» **Direction**
Quote exactly the lines running from the line with "Where can you spot the white glove" to the end of the entries, including both, and nothing else.

[START Information given]

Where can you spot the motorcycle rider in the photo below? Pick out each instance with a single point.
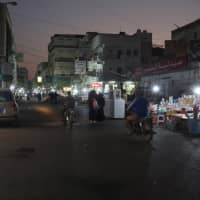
(137, 109)
(69, 103)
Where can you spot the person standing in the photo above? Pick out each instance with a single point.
(101, 104)
(93, 106)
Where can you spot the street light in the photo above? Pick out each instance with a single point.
(155, 89)
(39, 79)
(13, 3)
(196, 90)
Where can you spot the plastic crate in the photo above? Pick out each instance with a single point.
(194, 126)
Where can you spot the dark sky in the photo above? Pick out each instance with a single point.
(35, 21)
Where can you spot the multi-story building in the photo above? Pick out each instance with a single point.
(7, 47)
(62, 54)
(22, 77)
(111, 58)
(119, 53)
(179, 71)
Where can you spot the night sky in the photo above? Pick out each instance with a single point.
(35, 21)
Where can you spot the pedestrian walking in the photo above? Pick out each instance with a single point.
(101, 104)
(93, 106)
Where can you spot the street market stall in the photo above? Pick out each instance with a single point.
(180, 114)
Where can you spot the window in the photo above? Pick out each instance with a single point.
(135, 52)
(128, 52)
(195, 35)
(119, 70)
(5, 96)
(119, 54)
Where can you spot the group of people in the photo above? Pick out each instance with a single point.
(137, 109)
(96, 103)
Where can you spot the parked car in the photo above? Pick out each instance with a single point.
(9, 109)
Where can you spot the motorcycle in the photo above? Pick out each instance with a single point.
(69, 116)
(143, 129)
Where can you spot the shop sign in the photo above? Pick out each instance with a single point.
(96, 85)
(7, 69)
(80, 67)
(166, 67)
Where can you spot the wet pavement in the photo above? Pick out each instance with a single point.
(42, 159)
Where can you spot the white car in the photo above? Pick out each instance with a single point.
(8, 107)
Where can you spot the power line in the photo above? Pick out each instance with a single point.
(47, 21)
(35, 55)
(28, 47)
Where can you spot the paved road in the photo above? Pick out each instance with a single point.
(41, 159)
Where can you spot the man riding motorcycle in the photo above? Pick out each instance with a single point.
(69, 103)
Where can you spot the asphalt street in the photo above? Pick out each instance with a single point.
(42, 159)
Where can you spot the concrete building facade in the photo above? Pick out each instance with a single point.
(62, 54)
(177, 78)
(22, 77)
(120, 53)
(8, 63)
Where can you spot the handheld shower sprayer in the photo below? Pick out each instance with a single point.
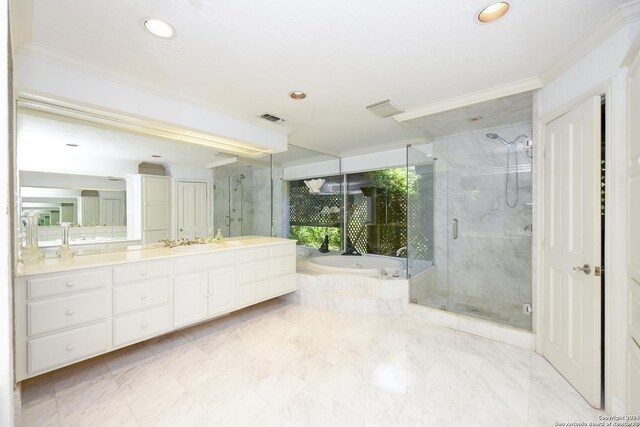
(506, 180)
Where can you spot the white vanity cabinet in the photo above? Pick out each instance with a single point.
(149, 208)
(68, 316)
(204, 287)
(60, 319)
(141, 301)
(282, 267)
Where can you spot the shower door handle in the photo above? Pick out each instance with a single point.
(455, 228)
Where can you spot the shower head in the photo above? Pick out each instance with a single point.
(498, 137)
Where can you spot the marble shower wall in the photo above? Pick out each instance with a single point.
(251, 199)
(487, 269)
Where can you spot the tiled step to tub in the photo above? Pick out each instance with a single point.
(352, 303)
(351, 294)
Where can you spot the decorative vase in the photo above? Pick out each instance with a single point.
(64, 252)
(32, 253)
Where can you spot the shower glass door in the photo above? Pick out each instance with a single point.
(427, 271)
(489, 224)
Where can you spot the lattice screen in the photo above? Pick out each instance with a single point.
(387, 230)
(312, 209)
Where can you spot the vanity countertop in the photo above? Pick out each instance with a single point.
(55, 265)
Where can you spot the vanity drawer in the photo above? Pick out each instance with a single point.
(252, 293)
(59, 349)
(283, 284)
(634, 309)
(283, 265)
(48, 286)
(633, 391)
(140, 296)
(204, 262)
(139, 272)
(283, 250)
(135, 327)
(53, 315)
(254, 271)
(251, 255)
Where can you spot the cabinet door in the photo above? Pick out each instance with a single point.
(156, 201)
(190, 298)
(222, 290)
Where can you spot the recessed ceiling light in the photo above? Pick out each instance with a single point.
(159, 28)
(493, 12)
(296, 94)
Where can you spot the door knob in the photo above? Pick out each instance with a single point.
(586, 269)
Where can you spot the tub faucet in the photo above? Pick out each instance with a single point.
(324, 248)
(351, 250)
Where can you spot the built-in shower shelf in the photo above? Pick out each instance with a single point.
(317, 224)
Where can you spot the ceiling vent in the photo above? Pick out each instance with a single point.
(272, 118)
(383, 109)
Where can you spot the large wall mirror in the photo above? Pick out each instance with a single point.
(87, 174)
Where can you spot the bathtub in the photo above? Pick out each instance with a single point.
(366, 264)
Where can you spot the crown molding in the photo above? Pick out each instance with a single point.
(614, 22)
(383, 147)
(57, 57)
(473, 98)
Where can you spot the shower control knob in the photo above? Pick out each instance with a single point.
(586, 269)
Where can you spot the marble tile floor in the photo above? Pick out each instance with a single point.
(280, 364)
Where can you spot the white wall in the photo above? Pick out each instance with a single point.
(602, 69)
(33, 74)
(6, 324)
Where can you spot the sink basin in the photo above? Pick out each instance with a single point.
(195, 248)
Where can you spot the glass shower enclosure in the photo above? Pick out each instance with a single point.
(470, 224)
(242, 199)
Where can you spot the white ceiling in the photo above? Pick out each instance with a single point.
(245, 56)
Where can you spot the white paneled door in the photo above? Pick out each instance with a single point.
(633, 250)
(571, 282)
(192, 209)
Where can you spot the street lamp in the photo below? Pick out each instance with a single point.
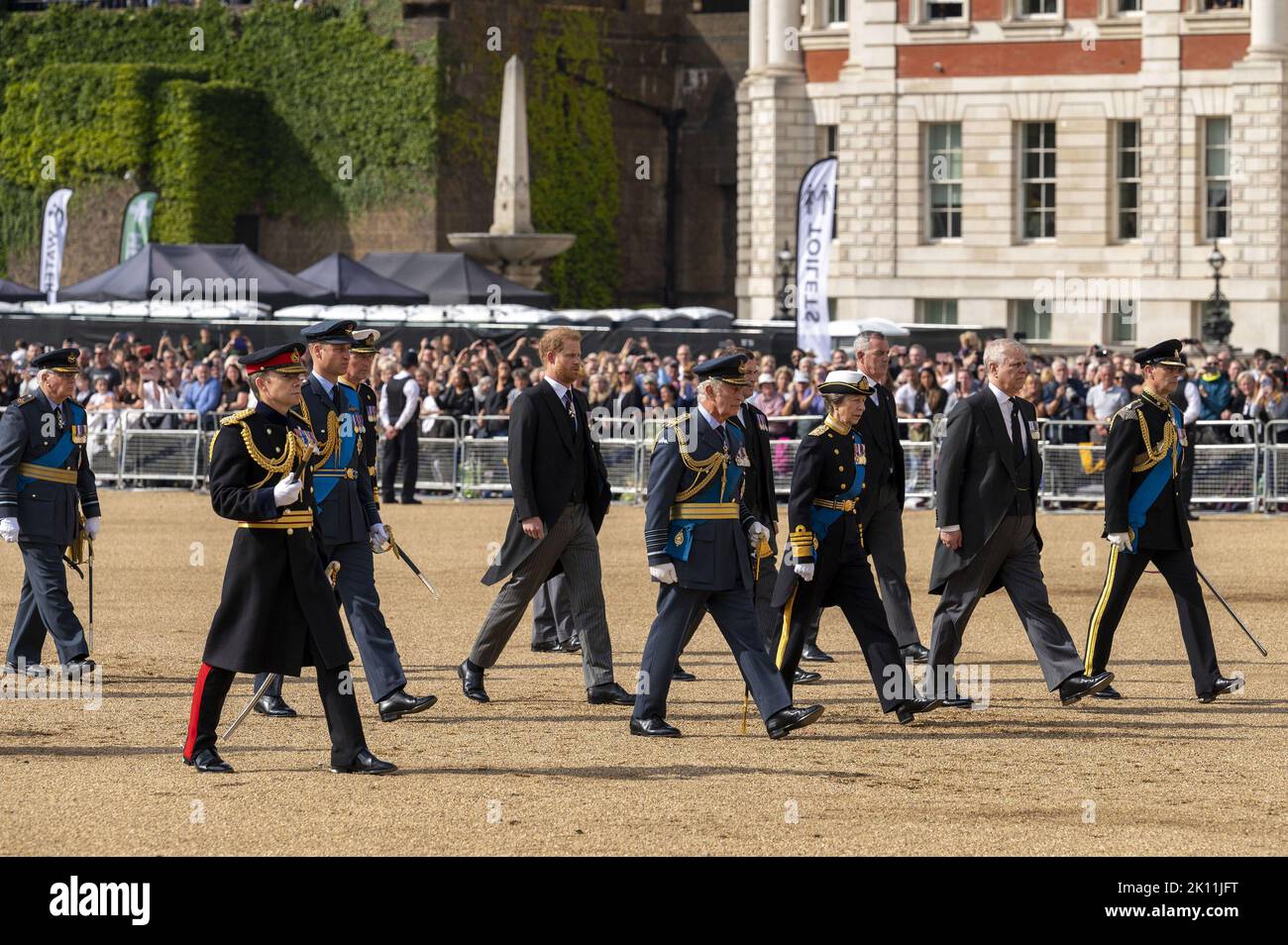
(1216, 317)
(785, 273)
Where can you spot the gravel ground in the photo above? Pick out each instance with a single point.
(541, 772)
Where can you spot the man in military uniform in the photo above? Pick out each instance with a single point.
(699, 535)
(761, 501)
(362, 352)
(1145, 522)
(347, 522)
(44, 472)
(827, 563)
(277, 612)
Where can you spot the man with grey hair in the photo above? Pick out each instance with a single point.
(881, 509)
(990, 471)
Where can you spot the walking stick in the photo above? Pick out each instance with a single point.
(1229, 610)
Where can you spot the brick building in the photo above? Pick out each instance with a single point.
(1056, 166)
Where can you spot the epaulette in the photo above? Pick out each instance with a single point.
(236, 417)
(669, 425)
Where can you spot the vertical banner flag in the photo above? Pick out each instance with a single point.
(815, 206)
(137, 223)
(52, 242)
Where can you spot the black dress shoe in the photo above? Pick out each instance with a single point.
(653, 727)
(472, 682)
(77, 667)
(812, 654)
(365, 763)
(1222, 686)
(1077, 686)
(402, 704)
(609, 694)
(914, 653)
(207, 761)
(907, 709)
(790, 718)
(273, 705)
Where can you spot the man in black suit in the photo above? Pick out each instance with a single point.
(990, 471)
(561, 497)
(881, 510)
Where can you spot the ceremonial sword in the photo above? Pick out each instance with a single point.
(1228, 608)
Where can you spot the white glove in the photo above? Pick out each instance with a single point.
(664, 574)
(287, 489)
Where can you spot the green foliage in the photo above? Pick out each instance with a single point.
(331, 95)
(207, 176)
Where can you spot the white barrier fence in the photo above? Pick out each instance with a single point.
(1237, 464)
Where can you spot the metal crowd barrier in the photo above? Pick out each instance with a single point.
(1274, 452)
(1236, 464)
(1227, 463)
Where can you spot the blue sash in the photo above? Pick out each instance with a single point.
(351, 428)
(822, 519)
(1151, 486)
(682, 529)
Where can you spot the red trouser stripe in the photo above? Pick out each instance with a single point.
(196, 709)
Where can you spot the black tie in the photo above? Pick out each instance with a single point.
(1017, 442)
(572, 413)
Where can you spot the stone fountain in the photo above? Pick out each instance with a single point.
(511, 245)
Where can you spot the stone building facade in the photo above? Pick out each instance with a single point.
(1060, 167)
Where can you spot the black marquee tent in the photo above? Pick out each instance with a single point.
(353, 283)
(454, 278)
(207, 269)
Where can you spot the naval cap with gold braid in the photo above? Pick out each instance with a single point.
(845, 382)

[END Information given]

» **Exercise answer**
Where can you spot the white glove in the photo above? Pick out each instance with a single point.
(664, 574)
(287, 489)
Where can you spot the green foliage in the photo above? Pick out each instance with a single point.
(331, 95)
(207, 176)
Where can you spot the white barrier fence in the photo above? Pick out each instance with a single point.
(1237, 464)
Where can you spot the metal crowd barrier in the photo above? Pick out each instance with a single point.
(1274, 452)
(1236, 464)
(1227, 463)
Where can you spot the blue sash in the photo above? Pick out each instance with a single point.
(351, 428)
(822, 519)
(1151, 486)
(682, 529)
Where can you spot the red trouser stripe in the photo above? Pick out each instance with a single point.
(196, 709)
Where can you spot the black tie in the photo above? Pick out each instance with a single point.
(1017, 442)
(572, 413)
Where can you spot the stone fountain in the photo above? Pick out each instance with a single point.
(511, 245)
Where can you spot the stone building facade in the photo above? Pick out each instance with a single point.
(1060, 167)
Where can you spot the black marquee tent in the photo above? Pick out each instance with a single point.
(353, 283)
(454, 278)
(207, 269)
Where can you spot the naval cap with gold braid in the photo above? Pick out each instance with a single point.
(845, 382)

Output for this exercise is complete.